Transcribe these lines word for word, from the line containing "lamp. Carefully annotate each with a bounding box." up to and including the line containing "[509, 133, 537, 145]".

######

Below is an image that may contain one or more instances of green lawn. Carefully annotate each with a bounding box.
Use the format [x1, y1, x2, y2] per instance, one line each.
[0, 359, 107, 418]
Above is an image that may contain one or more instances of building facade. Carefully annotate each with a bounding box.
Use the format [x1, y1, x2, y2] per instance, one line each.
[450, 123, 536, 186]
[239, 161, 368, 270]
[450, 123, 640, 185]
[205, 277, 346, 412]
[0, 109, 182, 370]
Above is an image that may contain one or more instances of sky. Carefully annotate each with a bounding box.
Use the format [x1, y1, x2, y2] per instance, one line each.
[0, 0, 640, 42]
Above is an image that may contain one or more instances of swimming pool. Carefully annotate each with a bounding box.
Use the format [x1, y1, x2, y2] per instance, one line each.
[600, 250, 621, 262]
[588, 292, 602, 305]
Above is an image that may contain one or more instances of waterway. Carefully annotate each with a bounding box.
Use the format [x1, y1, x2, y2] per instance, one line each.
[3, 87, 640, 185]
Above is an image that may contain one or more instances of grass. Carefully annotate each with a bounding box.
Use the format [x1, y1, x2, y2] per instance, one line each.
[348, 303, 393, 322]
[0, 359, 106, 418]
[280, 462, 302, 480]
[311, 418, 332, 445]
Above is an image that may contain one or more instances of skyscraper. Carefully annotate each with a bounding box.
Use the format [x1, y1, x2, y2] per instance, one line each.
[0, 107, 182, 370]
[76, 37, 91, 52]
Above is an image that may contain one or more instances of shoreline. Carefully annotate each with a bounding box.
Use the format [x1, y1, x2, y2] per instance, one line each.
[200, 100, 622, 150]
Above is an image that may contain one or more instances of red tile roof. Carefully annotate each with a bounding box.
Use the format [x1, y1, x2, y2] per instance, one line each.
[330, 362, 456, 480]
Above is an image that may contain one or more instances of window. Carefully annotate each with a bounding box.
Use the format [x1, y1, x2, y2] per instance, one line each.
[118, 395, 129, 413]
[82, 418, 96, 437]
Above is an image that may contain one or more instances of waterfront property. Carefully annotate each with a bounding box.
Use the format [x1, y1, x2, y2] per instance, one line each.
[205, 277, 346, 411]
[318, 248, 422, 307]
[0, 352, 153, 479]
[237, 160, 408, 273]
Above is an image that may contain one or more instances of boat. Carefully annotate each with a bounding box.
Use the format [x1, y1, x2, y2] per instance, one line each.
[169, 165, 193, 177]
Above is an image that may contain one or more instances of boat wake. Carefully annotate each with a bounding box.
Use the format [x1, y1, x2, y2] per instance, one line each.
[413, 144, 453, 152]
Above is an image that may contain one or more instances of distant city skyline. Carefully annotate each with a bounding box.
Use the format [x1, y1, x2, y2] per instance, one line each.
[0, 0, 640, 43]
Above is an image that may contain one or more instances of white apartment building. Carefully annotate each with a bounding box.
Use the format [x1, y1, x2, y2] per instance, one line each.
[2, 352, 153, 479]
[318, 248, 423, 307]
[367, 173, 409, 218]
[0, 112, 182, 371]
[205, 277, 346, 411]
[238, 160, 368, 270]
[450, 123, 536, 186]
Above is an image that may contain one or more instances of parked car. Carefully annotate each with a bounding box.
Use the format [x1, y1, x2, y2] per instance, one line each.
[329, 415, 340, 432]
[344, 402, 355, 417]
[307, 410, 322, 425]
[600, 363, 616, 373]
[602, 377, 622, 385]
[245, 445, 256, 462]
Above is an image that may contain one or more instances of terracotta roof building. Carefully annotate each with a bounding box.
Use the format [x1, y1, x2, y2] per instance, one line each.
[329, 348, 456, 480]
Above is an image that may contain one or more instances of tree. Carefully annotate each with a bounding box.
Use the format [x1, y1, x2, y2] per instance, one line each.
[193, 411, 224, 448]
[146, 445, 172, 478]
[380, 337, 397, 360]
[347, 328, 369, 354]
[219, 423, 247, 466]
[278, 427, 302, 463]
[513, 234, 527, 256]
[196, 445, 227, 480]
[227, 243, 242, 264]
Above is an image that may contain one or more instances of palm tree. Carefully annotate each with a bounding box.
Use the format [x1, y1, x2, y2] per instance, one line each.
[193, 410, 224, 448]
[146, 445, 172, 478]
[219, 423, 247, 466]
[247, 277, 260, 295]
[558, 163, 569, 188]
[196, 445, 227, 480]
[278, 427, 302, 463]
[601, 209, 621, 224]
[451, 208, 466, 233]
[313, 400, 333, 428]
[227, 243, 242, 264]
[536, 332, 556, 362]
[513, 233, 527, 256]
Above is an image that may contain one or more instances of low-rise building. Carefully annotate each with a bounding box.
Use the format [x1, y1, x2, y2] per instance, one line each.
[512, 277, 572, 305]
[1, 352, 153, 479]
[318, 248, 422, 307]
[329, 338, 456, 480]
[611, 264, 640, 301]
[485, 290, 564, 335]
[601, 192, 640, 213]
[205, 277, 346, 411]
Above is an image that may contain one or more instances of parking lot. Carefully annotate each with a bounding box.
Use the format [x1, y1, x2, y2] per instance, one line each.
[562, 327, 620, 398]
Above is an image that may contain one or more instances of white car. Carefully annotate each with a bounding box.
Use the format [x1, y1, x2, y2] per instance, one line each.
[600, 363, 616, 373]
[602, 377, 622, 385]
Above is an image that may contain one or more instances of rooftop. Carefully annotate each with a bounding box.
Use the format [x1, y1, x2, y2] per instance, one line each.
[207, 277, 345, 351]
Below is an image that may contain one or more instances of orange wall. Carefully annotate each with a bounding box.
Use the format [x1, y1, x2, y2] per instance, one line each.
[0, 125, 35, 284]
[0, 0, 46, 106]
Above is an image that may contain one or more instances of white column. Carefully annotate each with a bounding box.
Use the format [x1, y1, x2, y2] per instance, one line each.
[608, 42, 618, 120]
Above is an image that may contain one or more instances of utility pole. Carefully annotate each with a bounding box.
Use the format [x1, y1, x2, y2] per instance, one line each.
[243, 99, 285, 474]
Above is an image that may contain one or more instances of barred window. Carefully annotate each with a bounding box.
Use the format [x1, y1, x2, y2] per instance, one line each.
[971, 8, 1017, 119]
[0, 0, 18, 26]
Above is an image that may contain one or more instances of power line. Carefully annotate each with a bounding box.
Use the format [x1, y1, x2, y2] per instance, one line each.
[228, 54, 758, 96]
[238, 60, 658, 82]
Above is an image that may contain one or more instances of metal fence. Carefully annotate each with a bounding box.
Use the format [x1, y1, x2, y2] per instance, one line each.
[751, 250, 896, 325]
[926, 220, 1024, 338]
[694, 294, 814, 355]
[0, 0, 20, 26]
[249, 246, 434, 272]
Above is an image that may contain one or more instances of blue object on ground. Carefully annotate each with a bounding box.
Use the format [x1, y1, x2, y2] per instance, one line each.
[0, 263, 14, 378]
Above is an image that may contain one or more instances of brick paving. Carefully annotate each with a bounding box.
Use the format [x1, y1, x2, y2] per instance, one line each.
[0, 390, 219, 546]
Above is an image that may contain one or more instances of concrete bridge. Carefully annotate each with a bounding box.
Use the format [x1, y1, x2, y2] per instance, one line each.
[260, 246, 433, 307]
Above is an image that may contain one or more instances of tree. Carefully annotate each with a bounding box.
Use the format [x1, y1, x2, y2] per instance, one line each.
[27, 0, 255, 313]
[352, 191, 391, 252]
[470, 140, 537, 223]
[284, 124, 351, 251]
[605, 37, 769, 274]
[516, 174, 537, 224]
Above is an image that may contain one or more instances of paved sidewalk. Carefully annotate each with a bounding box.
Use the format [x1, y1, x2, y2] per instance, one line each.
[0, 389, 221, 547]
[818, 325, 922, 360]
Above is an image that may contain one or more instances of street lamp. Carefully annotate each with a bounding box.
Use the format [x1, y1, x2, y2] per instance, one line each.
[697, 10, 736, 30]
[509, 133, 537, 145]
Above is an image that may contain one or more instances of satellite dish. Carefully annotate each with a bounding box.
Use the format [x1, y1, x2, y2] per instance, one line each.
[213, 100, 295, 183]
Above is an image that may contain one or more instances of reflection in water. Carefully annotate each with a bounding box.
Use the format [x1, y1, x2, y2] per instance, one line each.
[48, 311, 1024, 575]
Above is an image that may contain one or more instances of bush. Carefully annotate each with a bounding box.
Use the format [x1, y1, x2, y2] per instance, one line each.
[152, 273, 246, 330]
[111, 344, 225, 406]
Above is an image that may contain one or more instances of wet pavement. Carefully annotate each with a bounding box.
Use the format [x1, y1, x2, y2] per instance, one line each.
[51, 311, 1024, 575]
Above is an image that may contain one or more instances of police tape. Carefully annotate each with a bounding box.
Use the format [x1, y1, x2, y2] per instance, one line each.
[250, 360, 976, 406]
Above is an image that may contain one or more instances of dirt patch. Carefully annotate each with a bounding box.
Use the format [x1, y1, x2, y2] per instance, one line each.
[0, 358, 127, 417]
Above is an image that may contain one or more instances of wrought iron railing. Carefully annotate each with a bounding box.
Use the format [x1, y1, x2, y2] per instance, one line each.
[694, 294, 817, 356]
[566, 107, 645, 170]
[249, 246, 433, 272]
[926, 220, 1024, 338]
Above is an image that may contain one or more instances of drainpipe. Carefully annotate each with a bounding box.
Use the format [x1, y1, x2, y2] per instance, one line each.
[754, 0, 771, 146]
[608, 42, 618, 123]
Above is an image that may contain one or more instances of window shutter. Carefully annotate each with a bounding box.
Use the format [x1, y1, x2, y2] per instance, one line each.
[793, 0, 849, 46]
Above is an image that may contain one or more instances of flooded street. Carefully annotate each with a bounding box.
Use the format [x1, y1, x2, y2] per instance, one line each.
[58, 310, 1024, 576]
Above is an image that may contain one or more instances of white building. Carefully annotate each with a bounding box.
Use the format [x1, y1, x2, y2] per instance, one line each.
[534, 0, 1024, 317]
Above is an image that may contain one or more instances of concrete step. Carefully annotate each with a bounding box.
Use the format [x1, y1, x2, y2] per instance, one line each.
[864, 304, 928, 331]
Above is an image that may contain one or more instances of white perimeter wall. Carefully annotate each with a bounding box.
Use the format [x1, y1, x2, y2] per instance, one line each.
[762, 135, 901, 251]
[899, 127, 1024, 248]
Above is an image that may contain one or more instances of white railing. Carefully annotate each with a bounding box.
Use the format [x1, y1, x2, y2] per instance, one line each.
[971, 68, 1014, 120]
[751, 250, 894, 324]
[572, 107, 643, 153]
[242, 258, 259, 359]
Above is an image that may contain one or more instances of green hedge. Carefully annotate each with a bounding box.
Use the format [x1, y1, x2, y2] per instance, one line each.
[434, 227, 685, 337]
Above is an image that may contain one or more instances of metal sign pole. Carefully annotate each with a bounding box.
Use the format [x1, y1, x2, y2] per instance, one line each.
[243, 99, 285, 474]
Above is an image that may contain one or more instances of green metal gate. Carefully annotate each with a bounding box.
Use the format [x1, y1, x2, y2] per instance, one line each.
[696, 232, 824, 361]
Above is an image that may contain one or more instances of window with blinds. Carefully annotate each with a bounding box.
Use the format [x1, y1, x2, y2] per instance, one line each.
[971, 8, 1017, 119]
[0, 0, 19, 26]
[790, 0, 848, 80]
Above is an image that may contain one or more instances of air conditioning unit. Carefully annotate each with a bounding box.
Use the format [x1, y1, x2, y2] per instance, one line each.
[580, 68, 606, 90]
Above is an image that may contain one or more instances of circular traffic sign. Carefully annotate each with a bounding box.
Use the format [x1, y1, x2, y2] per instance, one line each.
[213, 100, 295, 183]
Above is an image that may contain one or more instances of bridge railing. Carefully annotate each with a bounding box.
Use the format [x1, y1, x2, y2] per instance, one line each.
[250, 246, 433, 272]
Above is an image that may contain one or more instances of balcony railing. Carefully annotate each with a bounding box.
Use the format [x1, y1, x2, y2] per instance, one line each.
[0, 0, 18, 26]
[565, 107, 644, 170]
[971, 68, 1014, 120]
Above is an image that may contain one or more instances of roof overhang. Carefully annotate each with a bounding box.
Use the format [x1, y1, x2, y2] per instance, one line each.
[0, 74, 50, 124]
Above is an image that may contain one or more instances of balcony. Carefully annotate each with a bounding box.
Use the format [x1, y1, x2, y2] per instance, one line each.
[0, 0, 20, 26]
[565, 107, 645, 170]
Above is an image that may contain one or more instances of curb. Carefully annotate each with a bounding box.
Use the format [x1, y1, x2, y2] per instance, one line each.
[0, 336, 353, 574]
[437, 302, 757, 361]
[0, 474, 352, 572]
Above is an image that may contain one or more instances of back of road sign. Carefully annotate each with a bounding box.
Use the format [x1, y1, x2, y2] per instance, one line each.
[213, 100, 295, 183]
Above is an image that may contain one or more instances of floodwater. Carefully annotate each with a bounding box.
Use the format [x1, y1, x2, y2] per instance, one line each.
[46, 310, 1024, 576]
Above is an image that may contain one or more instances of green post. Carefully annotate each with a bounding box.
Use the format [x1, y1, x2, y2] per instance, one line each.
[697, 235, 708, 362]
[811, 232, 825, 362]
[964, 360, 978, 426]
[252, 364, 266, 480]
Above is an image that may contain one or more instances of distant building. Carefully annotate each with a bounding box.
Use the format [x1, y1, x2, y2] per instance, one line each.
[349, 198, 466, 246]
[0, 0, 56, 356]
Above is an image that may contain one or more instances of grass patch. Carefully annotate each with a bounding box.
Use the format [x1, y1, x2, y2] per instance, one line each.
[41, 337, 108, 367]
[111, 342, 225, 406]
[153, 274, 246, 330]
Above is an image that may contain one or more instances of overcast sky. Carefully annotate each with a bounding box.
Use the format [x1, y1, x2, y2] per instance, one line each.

######

Expected answer:
Above is an image that may contain one or more instances of street lamp. Carefully annotate each with a bounding box.
Use the format [x1, y1, x2, y2] per instance, one line each.
[697, 10, 736, 30]
[509, 133, 537, 145]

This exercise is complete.